Copy out all of the material below, swapping "one instance per line" for "one location per line" wherever it appears and keeping everything else the same.

[Start]

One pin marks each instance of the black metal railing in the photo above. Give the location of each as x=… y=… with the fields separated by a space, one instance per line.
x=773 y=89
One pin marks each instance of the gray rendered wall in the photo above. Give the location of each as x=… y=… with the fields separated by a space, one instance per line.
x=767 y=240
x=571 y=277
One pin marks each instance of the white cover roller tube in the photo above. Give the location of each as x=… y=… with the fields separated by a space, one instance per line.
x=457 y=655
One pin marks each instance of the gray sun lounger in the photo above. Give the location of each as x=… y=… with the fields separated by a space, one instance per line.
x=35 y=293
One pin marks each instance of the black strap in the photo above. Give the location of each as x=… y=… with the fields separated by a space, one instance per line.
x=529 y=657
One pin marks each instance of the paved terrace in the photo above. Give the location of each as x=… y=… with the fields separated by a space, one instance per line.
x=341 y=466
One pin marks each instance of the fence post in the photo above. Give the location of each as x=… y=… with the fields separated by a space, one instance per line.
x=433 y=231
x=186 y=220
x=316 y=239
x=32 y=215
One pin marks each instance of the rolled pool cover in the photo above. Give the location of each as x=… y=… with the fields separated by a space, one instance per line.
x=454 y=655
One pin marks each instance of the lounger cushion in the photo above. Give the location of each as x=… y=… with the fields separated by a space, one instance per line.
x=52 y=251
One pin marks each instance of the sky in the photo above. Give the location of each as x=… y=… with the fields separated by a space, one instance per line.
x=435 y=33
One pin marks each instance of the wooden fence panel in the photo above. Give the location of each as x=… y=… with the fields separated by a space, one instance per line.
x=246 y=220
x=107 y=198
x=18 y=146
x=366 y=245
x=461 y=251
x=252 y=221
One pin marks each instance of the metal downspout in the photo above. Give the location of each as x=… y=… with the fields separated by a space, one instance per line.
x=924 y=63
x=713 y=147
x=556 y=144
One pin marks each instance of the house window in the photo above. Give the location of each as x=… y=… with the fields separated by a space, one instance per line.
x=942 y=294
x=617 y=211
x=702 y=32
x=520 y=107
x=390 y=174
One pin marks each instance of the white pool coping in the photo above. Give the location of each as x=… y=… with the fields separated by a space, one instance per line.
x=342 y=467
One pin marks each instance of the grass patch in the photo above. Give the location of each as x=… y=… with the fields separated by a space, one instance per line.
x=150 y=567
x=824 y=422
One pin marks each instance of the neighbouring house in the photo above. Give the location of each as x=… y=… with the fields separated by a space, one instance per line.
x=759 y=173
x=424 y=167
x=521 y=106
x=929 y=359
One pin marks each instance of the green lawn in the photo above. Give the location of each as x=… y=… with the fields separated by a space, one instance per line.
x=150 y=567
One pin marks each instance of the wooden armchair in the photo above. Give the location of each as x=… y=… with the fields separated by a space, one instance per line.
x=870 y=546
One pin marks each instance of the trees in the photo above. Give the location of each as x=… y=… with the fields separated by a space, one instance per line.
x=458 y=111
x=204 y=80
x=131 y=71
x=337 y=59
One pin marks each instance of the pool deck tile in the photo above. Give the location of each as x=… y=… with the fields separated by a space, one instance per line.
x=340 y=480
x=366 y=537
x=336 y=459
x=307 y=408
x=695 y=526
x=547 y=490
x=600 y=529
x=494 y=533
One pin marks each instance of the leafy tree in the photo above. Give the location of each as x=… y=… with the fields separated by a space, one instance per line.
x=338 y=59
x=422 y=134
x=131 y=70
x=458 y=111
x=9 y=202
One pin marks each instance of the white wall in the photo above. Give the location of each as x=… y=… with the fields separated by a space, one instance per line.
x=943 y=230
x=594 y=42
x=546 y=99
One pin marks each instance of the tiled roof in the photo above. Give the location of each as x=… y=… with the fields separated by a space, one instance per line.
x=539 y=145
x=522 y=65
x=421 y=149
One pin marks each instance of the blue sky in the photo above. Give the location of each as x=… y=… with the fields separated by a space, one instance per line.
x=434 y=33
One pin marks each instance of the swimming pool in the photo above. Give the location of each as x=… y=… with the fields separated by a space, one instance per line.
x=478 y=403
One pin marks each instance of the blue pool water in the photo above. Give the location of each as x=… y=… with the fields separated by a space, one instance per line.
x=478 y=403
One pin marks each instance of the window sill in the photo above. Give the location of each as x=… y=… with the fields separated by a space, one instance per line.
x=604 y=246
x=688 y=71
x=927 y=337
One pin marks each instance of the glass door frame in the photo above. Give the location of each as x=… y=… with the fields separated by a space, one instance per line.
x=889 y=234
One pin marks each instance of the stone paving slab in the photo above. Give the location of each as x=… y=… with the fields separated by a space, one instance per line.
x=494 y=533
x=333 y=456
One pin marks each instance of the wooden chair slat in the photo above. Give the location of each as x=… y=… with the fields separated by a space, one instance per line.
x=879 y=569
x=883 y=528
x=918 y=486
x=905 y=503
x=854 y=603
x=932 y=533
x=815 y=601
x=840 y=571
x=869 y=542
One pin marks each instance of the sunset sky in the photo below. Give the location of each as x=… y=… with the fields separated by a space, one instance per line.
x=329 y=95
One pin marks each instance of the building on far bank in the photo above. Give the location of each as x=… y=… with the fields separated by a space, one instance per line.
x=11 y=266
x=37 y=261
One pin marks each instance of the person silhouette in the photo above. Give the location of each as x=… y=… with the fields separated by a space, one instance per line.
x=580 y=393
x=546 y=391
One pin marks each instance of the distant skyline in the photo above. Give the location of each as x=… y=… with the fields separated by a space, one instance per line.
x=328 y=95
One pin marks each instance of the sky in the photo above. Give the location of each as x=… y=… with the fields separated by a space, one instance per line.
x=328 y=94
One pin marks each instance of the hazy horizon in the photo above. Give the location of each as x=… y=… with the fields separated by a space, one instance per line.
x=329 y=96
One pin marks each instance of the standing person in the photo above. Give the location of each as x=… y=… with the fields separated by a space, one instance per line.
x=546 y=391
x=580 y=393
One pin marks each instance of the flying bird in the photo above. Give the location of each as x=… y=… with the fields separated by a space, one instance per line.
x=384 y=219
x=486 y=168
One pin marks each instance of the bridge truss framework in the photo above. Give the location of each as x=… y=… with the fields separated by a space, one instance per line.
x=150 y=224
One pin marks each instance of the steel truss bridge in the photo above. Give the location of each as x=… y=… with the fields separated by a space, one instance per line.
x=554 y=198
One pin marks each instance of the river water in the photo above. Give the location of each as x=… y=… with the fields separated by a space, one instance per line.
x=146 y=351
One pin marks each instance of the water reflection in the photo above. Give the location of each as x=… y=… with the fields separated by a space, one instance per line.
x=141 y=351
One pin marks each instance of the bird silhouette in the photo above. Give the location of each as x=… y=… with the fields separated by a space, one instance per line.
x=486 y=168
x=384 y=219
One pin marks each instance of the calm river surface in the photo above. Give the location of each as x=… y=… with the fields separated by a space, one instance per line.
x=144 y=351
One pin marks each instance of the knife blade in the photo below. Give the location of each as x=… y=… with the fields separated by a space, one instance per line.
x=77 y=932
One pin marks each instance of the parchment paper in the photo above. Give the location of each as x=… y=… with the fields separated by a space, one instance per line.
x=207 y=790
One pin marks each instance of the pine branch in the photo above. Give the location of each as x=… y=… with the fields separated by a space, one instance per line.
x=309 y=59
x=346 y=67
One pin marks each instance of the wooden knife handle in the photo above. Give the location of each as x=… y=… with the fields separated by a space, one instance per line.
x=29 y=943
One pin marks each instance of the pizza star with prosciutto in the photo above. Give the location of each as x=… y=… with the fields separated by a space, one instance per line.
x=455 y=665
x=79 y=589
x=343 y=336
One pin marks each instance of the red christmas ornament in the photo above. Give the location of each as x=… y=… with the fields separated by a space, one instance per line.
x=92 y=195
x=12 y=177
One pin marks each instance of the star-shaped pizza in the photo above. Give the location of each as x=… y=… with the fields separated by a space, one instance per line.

[End]

* _THE COMPLETED TASK_:
One pin marks each instance of the black metal railing in the photo above. Give the location of each as x=… y=… with the fields separated by a space, one location per line.
x=773 y=89
One pin marks each instance of the gray rendered wall in the photo above. Give the location of each as x=… y=… with the fields separated by a space, one location per line.
x=767 y=240
x=571 y=277
One pin marks each instance of the white cover roller tube in the photo above. Give the location of each as x=… y=… with the fields separated by a space, one location per line.
x=457 y=655
One pin marks each instance of the gray sun lounger in the photo above. Give the location of each as x=… y=… with the fields separated by a space, one location per line.
x=35 y=293
One pin marks each instance of the black strap in the photo above. Give the location of each as x=… y=… with the fields separated by a space, one location per line.
x=529 y=657
One pin marks each instance of the paved terrace in the photo above. Give the location of each as x=… y=… with the fields separated by a space, one location per line.
x=341 y=466
One pin marks each instance of the fence post in the photo above. Give the location of each as x=… y=… with the fields separated by a space, one location per line.
x=433 y=231
x=186 y=220
x=316 y=239
x=32 y=215
One pin marks each instance of the rolled pool cover in the photo above. Give the location of each as x=… y=… with the fields separated by a space, one location per line.
x=454 y=655
One pin marks each instance of the lounger cushion in the photo above. Give the location of each as x=… y=… with the fields separated by a space, one location per line.
x=52 y=251
One pin marks each instance of the sky in the photo above. Give the location of each as x=… y=… with the fields separated by a space, one location per line.
x=435 y=33
One pin marks each instance of the wooden fence panel in the photo above. Give the location of each as x=… y=… with the fields separated by a space, one location per line.
x=246 y=220
x=107 y=198
x=18 y=146
x=366 y=245
x=461 y=251
x=252 y=221
One pin marks each instance of the metal downspout in the photo above. Give the location of each as x=… y=… with the fields separated by a space, one location per line.
x=924 y=63
x=713 y=147
x=556 y=144
One pin marks each instance of the house window in the photo above. Give the location of each as x=… y=… with the fields separated by a space, one location per line.
x=942 y=294
x=617 y=211
x=702 y=32
x=520 y=107
x=390 y=174
One pin marks each instance of the white pool coping in the photo above. Give the location of each as x=… y=… with the fields separated by a space, one location per line.
x=342 y=467
One pin marks each instance of the grass patch in the photo above. Give the location of each as x=… y=… with the fields separated by a space, one location per line.
x=150 y=567
x=824 y=422
One pin marks each instance of the neighbouring house in the photo above. Give the location of each as x=… y=… with the fields separated by a space, one location per line.
x=759 y=173
x=424 y=167
x=521 y=106
x=929 y=359
One pin marks each instance of the green lawn in the photo above. Give the location of each as x=… y=… with the fields separated by a space, one location per line.
x=150 y=567
One pin marks each instance of the wooden armchair in the photo above. Give the location of each as x=… y=… with the fields separated by a space, one location per line.
x=870 y=546
One pin marks each instance of the trees in the photo above. Give the location of each as x=… y=… with the fields separated by a space, one location per line.
x=458 y=111
x=204 y=80
x=131 y=71
x=337 y=59
One pin marks each instance of the pool deck tile in the photo above. Give the location of each as x=… y=… with the fields separated by a space, one location per line.
x=340 y=480
x=366 y=537
x=336 y=459
x=307 y=408
x=695 y=526
x=547 y=490
x=600 y=529
x=494 y=533
One pin marks each instance of the leafy tree in the photo above. Give the location of each as x=… y=… with the fields separated by a space, one location per line.
x=338 y=59
x=422 y=134
x=131 y=70
x=458 y=111
x=9 y=202
One pin marks each instance of the white wall in the photo above. Give the location of each as x=… y=… with the fields separated by a space, one location per line.
x=943 y=230
x=594 y=42
x=546 y=99
One pin marks each instance of the tiled roof in the photo above. Give the location of each as x=… y=… with the fields separated by a space, one location per line.
x=539 y=145
x=522 y=65
x=421 y=149
One pin marks each instance of the blue sky in the photo above. Give the location of each as x=… y=… with the fields separated by a space, one location per line.
x=434 y=33
One pin marks each instance of the swimming pool in the photo above. Give the location of each as x=… y=… with the fields separated by a space, one location per line.
x=478 y=403
One pin marks each instance of the blue pool water in the photo above. Give the location of each as x=… y=… with the fields separated by a space, one location per line.
x=478 y=403
One pin marks each instance of the window sill in the photo above. Give the location of each as x=… y=… with the fields separated by a space, one location per line.
x=604 y=246
x=688 y=71
x=927 y=337
One pin marks each instance of the glass door frame in the photo above. Give the location of each as x=… y=… with the fields separated by a space, one location per line.
x=889 y=234
One pin marks each instance of the stone paving slab in the photo above. Give the location of each as x=… y=… with the fields separated by a space, one location per line.
x=494 y=533
x=333 y=456
One pin marks each instance of the wooden chair slat in the photo above. Give the location of each as x=… y=… with the fields separated by a space, one location per line.
x=879 y=569
x=883 y=528
x=918 y=486
x=905 y=503
x=854 y=603
x=932 y=533
x=815 y=601
x=840 y=571
x=869 y=542
One pin marks each instance of the sunset sky in the photo below. Give the location of each as x=… y=… with the fields separated by a space, one location per line.
x=329 y=95
One pin marks each instance of the building on far bank in the photo above. Give the location of each as x=… y=… with the fields separated by a space, one location per line.
x=11 y=266
x=37 y=261
One pin marks each instance of the person silhouette in the photo above. Give the location of each as x=… y=… with the fields separated by a space, one location per line.
x=580 y=393
x=546 y=391
One pin marks each instance of the distant skyline in the photo above. Give the location of each as x=… y=… with the fields separated by a space, one location per line.
x=328 y=95
One pin marks each instance of the sky in the photo above. Give the location of each as x=… y=… with the fields separated by a space, one location per line.
x=328 y=94
One pin marks each instance of the hazy horizon in the photo above. Give the location of each as x=… y=… with the fields separated by a space, one location per line.
x=329 y=96
One pin marks each instance of the standing person in the photo above. Give the location of each as x=… y=… with the fields separated by a space, one location per line.
x=546 y=391
x=580 y=393
One pin marks each instance of the flying bird in the photo above. Give the location of each as x=… y=… with the fields separated by a space, one location per line.
x=384 y=219
x=486 y=168
One pin marks each instance of the bridge truss framework in the photo above. Give the location of each as x=… y=… with the fields separated by a space, one location per line.
x=150 y=224
One pin marks each instance of the steel truss bridge in the photo above. Give the location of each as x=… y=… with the fields separated by a space, one location per line.
x=554 y=198
One pin marks each instance of the river water in the photo above. Give the location of each as x=… y=… with the fields separated by a space, one location per line.
x=146 y=351
One pin marks each instance of the water reflection in the photo above. Give the location of each as x=… y=… with the fields separated by a space, one location per line.
x=141 y=351
One pin marks each instance of the bird silhouette in the photo above. Give the location of each as x=… y=… with the fields separated by a space, one location per line.
x=486 y=168
x=384 y=219
One pin marks each instance of the calm river surface in the photo above. Give the location of each as x=… y=… with the fields separated by a space, one location per line.
x=144 y=351
One pin marks each instance of the knife blade in the photo below. Give the location of each as x=… y=… with the fields separated by a space, one location per line.
x=77 y=932
One pin marks each instance of the parchment paper in the photo above. Give the location of each as x=… y=… with the fields separated by a space, one location per line.
x=207 y=790
One pin marks each instance of the pine branch in the photo above. Give the location of each as x=… y=… with the fields separated by a space, one location per line.
x=309 y=59
x=346 y=67
One pin marks each instance of the wooden knife handle in the photo above. Give the location of each as x=… y=… with the fields separated by a space, one location per line.
x=29 y=943
One pin marks each instance of the pizza star with prosciutto in the photo above. Give the location of each as x=… y=… with the fields separated by a space, one location per line.
x=455 y=665
x=79 y=589
x=343 y=336
One pin marks each instance of the red christmas ornament in the photo above. Give the location of each as x=… y=… with the fields separated by a space, one location per line.
x=92 y=195
x=12 y=177
One pin marks each instance of the star-shaped pizza in the photo above. Give the location of each as x=… y=… with the fields separated by a space, one location per line.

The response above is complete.